____ Material provided

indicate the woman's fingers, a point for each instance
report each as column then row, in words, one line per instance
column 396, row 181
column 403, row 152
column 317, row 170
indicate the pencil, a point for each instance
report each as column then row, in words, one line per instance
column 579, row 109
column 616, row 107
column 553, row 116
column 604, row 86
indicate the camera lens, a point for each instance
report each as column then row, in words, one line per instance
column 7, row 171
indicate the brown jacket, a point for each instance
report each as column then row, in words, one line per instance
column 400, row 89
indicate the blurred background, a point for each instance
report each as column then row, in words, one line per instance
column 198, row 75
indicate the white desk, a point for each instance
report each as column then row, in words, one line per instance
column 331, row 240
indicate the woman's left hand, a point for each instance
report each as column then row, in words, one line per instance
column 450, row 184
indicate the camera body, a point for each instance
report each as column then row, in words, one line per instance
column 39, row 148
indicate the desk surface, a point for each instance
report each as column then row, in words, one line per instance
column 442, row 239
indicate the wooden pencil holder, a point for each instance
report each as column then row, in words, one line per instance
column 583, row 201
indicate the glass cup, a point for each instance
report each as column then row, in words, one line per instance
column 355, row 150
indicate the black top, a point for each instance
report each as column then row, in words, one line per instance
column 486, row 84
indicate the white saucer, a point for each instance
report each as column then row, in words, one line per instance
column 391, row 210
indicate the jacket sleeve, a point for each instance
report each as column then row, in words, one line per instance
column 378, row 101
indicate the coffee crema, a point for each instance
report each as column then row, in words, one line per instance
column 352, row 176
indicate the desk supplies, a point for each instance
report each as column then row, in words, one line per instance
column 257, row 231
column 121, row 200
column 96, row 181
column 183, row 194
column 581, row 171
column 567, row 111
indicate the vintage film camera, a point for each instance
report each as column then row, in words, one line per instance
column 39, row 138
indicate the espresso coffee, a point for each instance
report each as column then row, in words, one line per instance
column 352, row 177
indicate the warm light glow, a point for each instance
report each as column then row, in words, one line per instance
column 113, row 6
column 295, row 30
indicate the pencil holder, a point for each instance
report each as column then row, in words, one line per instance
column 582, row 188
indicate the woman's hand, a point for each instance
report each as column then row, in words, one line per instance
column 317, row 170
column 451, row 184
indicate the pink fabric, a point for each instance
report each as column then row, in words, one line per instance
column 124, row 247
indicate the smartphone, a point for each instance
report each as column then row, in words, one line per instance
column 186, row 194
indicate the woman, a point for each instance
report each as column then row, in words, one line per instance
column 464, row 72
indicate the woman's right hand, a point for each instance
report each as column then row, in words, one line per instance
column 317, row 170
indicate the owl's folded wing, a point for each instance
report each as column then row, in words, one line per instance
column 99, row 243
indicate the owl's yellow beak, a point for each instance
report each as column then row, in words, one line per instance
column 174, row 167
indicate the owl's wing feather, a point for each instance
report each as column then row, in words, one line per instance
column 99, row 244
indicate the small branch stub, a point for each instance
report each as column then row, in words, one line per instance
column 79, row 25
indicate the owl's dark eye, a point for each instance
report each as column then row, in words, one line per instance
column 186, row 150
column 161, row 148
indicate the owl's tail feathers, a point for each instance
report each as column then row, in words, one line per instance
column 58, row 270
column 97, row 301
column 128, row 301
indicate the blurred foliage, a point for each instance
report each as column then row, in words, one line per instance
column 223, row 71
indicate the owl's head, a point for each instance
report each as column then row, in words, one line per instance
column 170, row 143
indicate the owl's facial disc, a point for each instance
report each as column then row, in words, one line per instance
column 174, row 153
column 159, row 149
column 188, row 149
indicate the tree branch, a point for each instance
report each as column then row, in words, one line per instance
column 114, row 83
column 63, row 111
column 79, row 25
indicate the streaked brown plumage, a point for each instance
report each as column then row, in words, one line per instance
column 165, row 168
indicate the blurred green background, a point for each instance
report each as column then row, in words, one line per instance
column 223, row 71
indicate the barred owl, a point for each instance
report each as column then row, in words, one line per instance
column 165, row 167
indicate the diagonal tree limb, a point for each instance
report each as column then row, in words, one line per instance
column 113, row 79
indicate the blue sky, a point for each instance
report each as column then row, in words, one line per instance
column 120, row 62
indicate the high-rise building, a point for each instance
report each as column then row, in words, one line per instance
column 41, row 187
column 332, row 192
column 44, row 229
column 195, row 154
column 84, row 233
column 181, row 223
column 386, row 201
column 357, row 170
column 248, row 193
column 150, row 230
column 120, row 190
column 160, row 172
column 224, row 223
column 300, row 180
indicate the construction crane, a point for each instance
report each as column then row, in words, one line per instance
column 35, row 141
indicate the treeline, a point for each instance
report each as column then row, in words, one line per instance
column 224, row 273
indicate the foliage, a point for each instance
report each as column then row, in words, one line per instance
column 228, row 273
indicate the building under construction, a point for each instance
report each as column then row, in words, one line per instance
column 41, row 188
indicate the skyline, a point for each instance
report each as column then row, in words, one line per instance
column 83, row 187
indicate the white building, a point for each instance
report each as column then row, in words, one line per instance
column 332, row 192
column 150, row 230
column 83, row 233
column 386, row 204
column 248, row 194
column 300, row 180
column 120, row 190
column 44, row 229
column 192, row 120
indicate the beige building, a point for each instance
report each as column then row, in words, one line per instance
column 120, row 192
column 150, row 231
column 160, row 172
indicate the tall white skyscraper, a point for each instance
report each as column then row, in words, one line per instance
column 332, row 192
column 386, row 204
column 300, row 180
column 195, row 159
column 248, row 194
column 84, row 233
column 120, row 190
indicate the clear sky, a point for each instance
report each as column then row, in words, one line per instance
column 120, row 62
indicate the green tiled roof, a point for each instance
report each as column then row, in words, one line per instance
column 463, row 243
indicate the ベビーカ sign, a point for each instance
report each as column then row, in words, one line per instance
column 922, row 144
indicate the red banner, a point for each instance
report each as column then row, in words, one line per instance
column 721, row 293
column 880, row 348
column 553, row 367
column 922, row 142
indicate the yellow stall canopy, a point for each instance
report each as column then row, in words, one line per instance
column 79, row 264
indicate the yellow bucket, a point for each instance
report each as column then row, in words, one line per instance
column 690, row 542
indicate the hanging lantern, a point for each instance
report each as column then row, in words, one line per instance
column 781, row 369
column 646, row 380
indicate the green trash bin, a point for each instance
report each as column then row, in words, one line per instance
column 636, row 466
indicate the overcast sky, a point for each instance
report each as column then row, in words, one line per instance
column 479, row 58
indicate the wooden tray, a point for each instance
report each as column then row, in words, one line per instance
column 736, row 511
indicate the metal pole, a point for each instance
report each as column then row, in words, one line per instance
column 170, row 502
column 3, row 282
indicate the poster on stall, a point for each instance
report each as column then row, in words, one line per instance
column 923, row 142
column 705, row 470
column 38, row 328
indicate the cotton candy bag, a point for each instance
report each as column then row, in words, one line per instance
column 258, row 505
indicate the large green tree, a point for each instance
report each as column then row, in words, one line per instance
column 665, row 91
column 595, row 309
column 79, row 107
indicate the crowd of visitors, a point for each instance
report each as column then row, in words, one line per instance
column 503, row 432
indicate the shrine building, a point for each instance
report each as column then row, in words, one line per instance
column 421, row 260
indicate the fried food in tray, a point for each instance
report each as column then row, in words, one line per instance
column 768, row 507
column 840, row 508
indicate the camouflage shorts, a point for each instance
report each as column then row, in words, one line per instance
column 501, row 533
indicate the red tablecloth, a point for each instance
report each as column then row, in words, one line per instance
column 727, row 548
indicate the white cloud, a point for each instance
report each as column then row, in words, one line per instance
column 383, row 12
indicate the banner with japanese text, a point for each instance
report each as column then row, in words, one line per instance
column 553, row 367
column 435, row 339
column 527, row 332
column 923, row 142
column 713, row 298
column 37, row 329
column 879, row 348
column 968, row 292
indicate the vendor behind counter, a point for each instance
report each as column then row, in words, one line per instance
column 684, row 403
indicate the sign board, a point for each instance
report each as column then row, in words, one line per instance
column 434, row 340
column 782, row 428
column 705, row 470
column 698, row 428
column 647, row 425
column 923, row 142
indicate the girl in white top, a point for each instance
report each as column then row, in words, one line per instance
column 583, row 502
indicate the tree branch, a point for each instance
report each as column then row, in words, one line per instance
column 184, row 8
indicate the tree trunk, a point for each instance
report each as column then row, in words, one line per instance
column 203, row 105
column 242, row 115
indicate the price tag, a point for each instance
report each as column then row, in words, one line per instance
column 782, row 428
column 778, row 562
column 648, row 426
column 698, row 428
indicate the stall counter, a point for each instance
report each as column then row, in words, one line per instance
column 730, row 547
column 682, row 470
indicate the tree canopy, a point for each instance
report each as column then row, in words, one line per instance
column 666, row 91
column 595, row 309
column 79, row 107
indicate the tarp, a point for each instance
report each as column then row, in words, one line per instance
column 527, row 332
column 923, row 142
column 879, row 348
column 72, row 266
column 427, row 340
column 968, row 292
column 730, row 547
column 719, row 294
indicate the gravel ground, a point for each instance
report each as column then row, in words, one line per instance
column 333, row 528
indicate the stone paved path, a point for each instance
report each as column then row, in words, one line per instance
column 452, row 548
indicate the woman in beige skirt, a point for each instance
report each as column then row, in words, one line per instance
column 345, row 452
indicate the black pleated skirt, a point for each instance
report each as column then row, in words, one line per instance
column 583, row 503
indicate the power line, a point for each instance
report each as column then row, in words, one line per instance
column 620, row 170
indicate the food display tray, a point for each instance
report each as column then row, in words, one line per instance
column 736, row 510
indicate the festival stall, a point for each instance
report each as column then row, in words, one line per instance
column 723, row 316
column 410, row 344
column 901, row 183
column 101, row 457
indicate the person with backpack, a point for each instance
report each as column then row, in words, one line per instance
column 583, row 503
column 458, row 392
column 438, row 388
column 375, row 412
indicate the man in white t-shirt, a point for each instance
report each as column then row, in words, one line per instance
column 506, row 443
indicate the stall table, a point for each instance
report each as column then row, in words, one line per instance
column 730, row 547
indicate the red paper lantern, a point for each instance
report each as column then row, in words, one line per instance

________

## Problem statement
Your answer must be a single number: the count of lines above that hold the word "foliage".

## Written answer
2